• [HOW TO COMPLETE THIS TASK]: For the data below, transcribe the part that opens with the line containing "Target: leafy foliage" and closes with the line containing "Target: duck reflection in water", exactly and with no pictures.

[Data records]
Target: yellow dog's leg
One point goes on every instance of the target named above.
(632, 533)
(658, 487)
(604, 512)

---

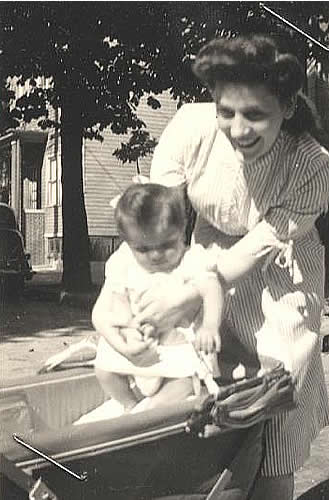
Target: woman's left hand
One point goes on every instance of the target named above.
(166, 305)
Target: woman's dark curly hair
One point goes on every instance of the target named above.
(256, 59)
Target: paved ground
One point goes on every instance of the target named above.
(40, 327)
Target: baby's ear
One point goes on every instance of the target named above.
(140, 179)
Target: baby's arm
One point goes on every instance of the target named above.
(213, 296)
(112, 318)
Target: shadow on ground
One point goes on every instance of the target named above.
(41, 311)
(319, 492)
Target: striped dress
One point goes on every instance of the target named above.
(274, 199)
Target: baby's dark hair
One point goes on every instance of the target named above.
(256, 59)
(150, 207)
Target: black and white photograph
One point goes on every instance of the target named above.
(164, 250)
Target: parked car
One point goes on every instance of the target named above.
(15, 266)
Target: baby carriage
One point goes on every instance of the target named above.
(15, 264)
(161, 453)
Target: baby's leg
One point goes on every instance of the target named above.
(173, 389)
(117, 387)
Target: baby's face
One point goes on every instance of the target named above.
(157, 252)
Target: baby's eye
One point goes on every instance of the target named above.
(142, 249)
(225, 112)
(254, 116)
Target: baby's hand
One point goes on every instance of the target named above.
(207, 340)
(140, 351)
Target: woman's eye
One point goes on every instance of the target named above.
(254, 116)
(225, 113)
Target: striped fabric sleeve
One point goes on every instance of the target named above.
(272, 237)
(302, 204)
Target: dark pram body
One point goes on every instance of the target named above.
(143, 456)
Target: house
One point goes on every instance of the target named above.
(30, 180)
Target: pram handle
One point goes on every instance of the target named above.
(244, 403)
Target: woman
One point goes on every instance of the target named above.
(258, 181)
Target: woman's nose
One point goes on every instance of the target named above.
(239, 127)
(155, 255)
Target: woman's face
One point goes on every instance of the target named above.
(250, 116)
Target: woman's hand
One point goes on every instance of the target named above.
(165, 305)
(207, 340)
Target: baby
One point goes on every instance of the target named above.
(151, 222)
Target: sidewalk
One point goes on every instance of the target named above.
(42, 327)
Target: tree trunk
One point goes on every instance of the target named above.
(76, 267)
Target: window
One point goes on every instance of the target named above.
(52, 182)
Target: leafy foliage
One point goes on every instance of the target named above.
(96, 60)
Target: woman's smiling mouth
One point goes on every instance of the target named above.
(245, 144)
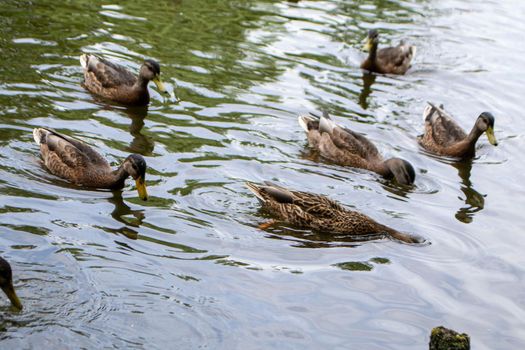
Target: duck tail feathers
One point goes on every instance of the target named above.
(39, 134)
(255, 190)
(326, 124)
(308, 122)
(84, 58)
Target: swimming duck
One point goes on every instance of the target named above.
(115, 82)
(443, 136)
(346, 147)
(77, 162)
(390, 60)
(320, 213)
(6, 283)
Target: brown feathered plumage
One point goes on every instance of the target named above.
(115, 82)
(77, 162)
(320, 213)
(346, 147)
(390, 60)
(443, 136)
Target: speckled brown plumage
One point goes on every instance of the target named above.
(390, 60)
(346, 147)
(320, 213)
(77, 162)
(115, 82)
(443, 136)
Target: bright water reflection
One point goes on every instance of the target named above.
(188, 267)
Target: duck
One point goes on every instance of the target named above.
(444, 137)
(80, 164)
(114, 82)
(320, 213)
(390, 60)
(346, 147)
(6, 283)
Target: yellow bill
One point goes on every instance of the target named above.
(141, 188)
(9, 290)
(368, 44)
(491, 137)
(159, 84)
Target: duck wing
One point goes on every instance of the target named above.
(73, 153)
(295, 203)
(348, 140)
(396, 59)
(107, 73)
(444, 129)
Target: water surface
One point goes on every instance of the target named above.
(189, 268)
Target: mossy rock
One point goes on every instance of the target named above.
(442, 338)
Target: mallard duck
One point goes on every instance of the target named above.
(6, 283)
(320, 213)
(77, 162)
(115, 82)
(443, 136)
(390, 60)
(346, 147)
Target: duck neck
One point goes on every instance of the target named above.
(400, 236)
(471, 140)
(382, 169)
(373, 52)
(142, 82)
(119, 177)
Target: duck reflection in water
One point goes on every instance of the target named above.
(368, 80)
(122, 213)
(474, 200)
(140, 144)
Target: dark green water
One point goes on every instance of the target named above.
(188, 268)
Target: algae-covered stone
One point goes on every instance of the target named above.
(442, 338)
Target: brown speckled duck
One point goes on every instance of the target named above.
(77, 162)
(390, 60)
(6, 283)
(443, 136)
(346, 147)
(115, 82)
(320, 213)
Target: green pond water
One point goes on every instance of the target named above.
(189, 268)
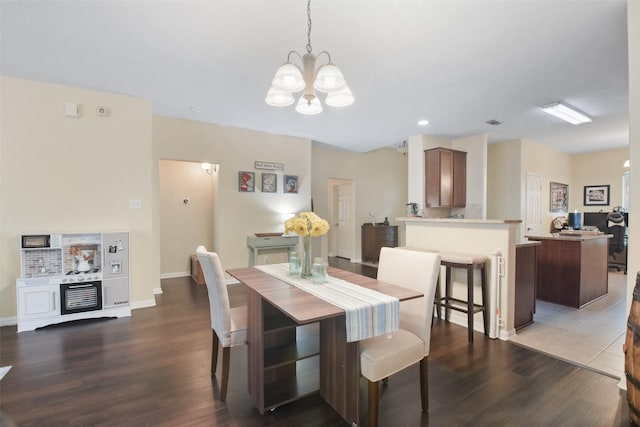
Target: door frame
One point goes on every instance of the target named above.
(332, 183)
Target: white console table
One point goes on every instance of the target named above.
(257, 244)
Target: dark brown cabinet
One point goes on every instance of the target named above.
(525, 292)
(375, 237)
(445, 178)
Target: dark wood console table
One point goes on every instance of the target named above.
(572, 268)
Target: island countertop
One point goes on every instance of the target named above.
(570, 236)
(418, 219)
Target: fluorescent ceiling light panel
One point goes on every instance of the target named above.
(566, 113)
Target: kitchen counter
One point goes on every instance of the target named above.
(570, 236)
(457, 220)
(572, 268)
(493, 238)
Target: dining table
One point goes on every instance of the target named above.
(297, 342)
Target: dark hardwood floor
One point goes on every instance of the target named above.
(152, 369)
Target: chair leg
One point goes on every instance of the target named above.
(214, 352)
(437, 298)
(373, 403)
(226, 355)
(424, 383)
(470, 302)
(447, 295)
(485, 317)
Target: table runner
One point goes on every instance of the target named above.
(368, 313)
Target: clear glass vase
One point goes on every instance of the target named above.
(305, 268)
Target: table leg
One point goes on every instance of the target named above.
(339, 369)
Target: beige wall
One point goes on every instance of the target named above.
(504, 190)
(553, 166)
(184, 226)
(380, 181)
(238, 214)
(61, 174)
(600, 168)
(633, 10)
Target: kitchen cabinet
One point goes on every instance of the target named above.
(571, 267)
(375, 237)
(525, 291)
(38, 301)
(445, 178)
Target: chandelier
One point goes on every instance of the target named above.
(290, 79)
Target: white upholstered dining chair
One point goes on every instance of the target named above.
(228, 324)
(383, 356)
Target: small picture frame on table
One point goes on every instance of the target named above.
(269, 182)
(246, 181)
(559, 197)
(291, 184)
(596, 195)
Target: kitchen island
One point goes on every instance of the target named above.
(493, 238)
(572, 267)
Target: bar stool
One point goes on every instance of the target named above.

---

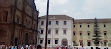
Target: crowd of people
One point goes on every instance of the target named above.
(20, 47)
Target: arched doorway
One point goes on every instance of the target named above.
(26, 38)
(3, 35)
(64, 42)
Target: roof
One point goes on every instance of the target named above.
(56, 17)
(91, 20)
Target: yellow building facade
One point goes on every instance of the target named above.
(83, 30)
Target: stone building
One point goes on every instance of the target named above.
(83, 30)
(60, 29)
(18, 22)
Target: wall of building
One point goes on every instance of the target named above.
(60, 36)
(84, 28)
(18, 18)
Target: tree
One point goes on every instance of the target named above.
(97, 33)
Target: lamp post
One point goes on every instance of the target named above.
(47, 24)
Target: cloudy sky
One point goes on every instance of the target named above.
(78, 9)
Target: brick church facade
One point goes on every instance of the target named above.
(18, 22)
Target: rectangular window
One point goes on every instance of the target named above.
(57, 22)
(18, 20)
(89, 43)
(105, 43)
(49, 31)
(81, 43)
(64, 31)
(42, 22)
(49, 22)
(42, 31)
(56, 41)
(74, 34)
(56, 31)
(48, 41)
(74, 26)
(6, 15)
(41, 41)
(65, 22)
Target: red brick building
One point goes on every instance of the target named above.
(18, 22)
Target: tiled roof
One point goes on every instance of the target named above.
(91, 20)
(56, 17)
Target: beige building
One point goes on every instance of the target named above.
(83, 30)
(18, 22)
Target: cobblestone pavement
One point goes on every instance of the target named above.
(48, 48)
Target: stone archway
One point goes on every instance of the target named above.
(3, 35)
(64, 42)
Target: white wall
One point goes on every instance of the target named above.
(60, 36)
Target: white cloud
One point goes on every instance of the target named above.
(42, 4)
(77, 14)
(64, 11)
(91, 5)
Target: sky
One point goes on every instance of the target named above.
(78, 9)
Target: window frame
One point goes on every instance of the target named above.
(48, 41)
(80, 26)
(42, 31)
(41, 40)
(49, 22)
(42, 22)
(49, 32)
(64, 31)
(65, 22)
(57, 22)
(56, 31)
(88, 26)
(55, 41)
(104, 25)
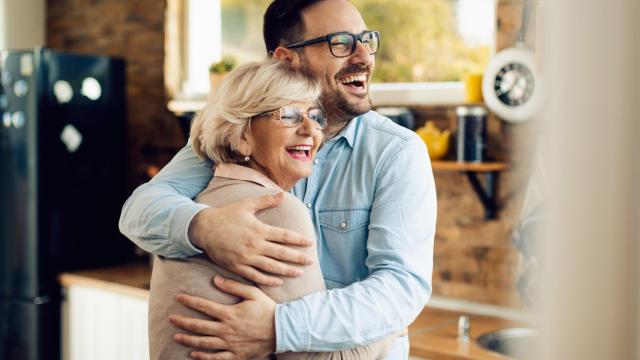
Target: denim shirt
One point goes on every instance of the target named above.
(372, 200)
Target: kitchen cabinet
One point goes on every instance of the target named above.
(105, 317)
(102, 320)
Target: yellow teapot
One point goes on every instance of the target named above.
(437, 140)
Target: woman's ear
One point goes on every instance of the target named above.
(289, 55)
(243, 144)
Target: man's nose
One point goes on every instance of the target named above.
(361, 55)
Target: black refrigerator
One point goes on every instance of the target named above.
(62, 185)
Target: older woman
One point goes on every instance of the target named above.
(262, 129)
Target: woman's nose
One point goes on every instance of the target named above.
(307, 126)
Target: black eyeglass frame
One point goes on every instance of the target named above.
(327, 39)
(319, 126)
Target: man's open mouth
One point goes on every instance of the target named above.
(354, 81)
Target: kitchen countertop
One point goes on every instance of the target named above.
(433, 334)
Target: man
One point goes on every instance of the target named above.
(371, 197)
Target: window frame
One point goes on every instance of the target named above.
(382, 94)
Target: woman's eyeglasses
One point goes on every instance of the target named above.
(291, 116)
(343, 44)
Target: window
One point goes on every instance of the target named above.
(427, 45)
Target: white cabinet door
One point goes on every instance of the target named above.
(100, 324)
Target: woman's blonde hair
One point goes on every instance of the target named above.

• [RESPONSE AREA]:
Target: leafy foliage
One point goes on every instance of the target named above.
(96, 60)
Target: woman's smiling mouth
One point goes on every instance of the target named above.
(245, 144)
Target: duck tail feathers
One point goes on every instance of the target named above.
(39, 134)
(255, 190)
(326, 124)
(308, 122)
(84, 58)
Target: swimming duck
One point goes on every instance of the target named above.
(115, 82)
(443, 136)
(346, 147)
(77, 162)
(390, 60)
(320, 213)
(6, 283)
Target: brown feathered plumage
One point goes on every instance of the target named above.
(115, 82)
(77, 162)
(320, 213)
(346, 147)
(390, 60)
(443, 136)
Target: speckled brown plumage
One point goes on every instance of the target named above.
(390, 60)
(346, 147)
(320, 213)
(77, 162)
(115, 82)
(443, 136)
Target: bright water reflection
One point goes on every instance of the target named above.
(188, 267)
Target: duck
One point goes on every instance of the target named above.
(444, 137)
(80, 164)
(114, 82)
(320, 213)
(390, 60)
(346, 147)
(6, 283)
Target: yellow bill
One point goes on every instance of the target named above.
(141, 188)
(9, 290)
(368, 44)
(491, 137)
(159, 84)
Target: duck wing
One point goes on every instance of the target named above.
(73, 153)
(295, 203)
(348, 140)
(396, 59)
(107, 73)
(444, 129)
Target: water surface
One point goes on every instance of the target named above.
(189, 268)
Target: mossy rock
One point goes on every instance of the target named above.
(442, 338)
Target: mallard duck
One point goes on every instance of the target named above.
(6, 283)
(320, 213)
(77, 162)
(115, 82)
(443, 136)
(390, 60)
(346, 147)
Target: duck neck
One point goes on every instance of the target named above.
(400, 236)
(471, 140)
(382, 169)
(373, 52)
(142, 82)
(119, 177)
Target: duck reflection in water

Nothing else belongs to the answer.